Enunciado del problema
Continúa el texto de más abajo sobre la vida de Martina a partir de su última oración.
### Texto ###
Su lugar de nacimiento, que ahora es un desierto, era a principios del siglo XIX una región pantanosa, en la que se unían las aguas de los ríos Mendoza y Desaguadero. Poco es lo que sabemos sobre Martina, a excepción de destellos puntuales de su existencia. Existe, por ejemplo, una controversia sobre sus orígenes. La hipótesis más aceptada sostiene que habría sido la única hija de la unión entre uno de los últimos caciques huarpes, Ambrosio Chapanay, y de Mercedes González, una mujer blanca nacida en la ciudad de San Juan. Otros, en cambio, afirman que su padre era un indio chaqueño que se había refugiado entre los huarpes, y su madre una mujer sanjuanina llamada Teodora, apasionada por la educación. 

Criada en un pueblo derrotado y evangelizado, sometido y relegado a la práctica de la agricultura, sus hábitos pacíficos contrastaron con el carácter indómito de esta niña, fruto del mestizaje y decidida a romper las reglas.  

Martina fue educada en los oficios femeninos, pero también aprendió las habilidades que por entonces estaban asociadas a los hombres. Llamaban la atención sus virtudes como jinete y como cuchillera. Hacía galopar con maestría a los caballos en los arenales, montaba en pelo con naturalidad, participaba en cacerías, pialaba terneros y nadaba con enorme destreza. Su fino sentido de la orientación la convirtió naturalmente en chasqui. Cuentan que el mismísimo general San Martín utilizó sus servicios como mensajera en su epopeya libertadora.

De baja altura, fuerte y muy ágil, era morena y su cabello era negro azabache y le llegaba hasta la cintura.  

A la muerte de su madre, su padre la entregó para su crianza a Clara Sánchez, residente en la ciudad de San Juan. Pero Martina demostró su carácter indomable, y consiguió escapar, dejando encerrada a la familia que la había recibido. 

Inmediatamente retornó a vivir con los huarpes, hasta que un día llegó un emisario de Facundo Quiroga con la misión de reclutar hombres para las montoneras, Martina se enamoró de él y de la causa federal, y no dudó en acompañarlo en las luchas que Facundo mantenía con los unitarios que pretendían subordinar a las provincias a los intereses y la autoridad de Buenos Aires. Aunque inicialmente se desempeñó como “soldadera”, como las demás mujeres, quienes se encargaban de cocinar, cuidar a los heridos y hacer elementales curaciones. Pero no por mucho tiempo, ya que en el combate del Tala, la aguerrida joven tuvo ocasión de demostrar sus habilidades en el manejo del cuchillo y la lanza.
### Material extraído ###
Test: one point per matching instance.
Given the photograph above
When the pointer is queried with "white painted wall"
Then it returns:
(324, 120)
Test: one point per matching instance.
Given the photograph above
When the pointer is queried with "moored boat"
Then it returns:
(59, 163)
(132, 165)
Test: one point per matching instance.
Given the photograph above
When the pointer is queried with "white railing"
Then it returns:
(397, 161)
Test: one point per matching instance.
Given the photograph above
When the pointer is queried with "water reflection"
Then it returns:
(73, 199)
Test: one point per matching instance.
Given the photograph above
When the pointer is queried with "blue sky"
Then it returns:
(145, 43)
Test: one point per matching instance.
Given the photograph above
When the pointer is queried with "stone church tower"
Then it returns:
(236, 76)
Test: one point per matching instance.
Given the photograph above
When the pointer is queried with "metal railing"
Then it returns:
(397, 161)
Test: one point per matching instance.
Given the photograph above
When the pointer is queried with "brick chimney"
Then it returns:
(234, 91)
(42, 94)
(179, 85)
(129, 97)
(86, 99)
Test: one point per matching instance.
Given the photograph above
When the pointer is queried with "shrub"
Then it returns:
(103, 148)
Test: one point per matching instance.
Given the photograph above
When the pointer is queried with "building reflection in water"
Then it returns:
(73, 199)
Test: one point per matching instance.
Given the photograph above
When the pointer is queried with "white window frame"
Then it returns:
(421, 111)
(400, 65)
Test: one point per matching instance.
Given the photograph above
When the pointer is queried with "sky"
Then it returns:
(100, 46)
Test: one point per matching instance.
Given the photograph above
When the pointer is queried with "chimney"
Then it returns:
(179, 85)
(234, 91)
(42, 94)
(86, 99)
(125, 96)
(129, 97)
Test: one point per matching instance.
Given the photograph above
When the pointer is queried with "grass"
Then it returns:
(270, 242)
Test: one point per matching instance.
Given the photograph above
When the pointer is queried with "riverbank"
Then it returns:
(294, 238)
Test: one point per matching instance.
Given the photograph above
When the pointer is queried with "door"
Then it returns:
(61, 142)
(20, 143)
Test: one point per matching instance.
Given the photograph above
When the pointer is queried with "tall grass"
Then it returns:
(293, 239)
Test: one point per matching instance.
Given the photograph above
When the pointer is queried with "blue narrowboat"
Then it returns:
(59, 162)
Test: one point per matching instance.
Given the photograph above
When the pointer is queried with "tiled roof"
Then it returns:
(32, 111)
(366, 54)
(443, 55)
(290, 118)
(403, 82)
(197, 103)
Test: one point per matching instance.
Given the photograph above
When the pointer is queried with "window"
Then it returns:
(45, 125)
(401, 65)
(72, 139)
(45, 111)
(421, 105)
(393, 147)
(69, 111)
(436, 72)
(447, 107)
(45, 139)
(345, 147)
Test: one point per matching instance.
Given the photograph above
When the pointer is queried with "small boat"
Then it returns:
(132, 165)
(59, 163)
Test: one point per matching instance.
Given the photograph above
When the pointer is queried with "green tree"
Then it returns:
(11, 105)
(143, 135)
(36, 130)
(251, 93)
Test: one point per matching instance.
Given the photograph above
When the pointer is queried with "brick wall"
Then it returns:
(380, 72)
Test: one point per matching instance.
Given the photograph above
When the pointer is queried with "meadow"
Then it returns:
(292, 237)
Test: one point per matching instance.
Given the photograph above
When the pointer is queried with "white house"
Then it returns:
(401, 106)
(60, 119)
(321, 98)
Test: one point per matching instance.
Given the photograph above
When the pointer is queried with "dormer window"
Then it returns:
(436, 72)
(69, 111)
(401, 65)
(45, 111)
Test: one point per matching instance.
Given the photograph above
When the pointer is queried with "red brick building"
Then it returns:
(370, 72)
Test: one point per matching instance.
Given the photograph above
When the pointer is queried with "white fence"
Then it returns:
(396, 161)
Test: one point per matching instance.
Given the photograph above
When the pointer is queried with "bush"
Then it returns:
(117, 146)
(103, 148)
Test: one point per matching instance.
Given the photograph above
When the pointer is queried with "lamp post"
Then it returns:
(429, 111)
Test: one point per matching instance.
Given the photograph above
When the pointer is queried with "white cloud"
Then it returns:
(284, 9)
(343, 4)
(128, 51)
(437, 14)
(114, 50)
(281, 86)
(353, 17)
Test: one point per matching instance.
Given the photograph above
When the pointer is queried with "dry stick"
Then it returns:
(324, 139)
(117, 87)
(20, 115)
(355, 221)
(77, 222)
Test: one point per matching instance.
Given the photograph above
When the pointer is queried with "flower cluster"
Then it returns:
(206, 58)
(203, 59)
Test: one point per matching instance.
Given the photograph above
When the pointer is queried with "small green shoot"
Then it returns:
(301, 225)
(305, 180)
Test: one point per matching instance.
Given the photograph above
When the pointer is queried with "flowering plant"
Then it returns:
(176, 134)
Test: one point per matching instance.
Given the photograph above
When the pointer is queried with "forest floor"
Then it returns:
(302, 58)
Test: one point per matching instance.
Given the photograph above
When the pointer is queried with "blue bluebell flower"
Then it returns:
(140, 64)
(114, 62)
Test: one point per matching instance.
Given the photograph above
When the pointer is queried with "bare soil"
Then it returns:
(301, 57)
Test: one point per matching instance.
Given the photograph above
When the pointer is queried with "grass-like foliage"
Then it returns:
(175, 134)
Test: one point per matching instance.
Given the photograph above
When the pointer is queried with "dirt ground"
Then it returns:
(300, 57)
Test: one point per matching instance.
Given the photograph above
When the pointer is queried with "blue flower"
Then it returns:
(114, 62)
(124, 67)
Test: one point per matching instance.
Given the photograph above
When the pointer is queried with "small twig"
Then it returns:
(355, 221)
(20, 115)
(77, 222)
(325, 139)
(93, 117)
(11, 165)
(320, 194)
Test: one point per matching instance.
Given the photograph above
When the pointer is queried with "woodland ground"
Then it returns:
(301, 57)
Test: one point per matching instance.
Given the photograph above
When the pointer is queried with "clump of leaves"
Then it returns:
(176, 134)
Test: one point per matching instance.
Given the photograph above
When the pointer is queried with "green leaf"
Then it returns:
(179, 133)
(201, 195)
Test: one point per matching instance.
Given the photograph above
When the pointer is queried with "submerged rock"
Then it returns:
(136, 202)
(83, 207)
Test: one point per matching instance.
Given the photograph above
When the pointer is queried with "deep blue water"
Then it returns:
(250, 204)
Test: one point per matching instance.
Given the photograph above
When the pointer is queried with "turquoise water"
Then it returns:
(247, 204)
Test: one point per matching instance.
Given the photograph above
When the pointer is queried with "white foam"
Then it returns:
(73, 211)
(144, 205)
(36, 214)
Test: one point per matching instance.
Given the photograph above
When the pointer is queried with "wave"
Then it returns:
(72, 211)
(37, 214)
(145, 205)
###
Resultado de la tarea
La repercusión que tuvo su desempeño obligó a Facundo a autorizarla para combatir junto con su marido. Al convertirse en montonera, adoptó la vestimenta de los gauchos, consistente en poncho, vincha, chiripá y botas de potro. Apasionada y principista en extremo, fue emergente natural y víctima de la época y de las circunstancias que le tocaron vivir. 

Durante mas de una década, Martina y su marido combatieron a las órdenes del caudillo riojano. Las montoneras eran un conglomerado heterogéneo, en el que convivían gauchos, indios y pobres, todos ellos víctimas de la sociedad blanca y eurocéntrica. Todos ellos despreciados por los que intentaban adaptarse al nuevo orden, que los asociaban con una pretendida “barbarie”. 

Allí Martina conoció y admiró a Ángel Vicente Peñaloza, el “Chacho”, lugarteniente de Facundo, a quien apreció. En las batallas ella cuidaba la espalda de su hombre y así le salvó la vida en repetidas ocasiones. Sorprendidos por su desempeño en el campo de batalla, pronto comenzaron a circular los rumores de su supuesto pacto con el diablo. 

Hasta que llegó la batalla de la Ciudadela. Tremenda, catastrófica. Ella no pudo participar y su hombre murió de un sablazo en medio de la tierra arenosa. Allí perdió su único lazo familiar, ya que sus padres habían fallecido hacía tiempo.

También allí cambió la fortuna para Facundo que, debilitado y perseguido, comenzó a reclutar a sus colorados para secundar al gobernador porteño Juan Manuel de Rosas en la campaña del Desierto. La empresa rompió el vínculo entre Martina y su jefe. No podía perdonarle que ahora luchara a las órdenes de un porteño e iba a avanzar sobre los pueblos indígenas. Martina sintió que todo aquello en lo que había confiado la abandonaba. Su hombre había muerto. Su familia era sólo un recuerdo. Y su líder ya no convocaba a los indios para luchar a su lado, sino que iba a emprender una empresa en su contra. Con el alma en pena mordió su bronca y retornó a su San Juan de la niñez. 

Pero Martina no tenía un punto de retorno. Los pueblos huarpes de las lagunas habían sido arrasados. Su carácter indómito no aceptaba rebajarse a trabajar a las órdenes de un patrón en una estancia. La lucha, la defensa de los más débiles, era su vida. Tantas veces había arriesgado su vida, y ahora todo parecía en vano. 

Los rezagos de lo que habían sido las montoneras de Facundo ya no tenían caudillo ni referencia. Muchos se convirtieron en bandoleros, en bandidos rurales, que deambulaban entre vicios y borracheras, esperando su final.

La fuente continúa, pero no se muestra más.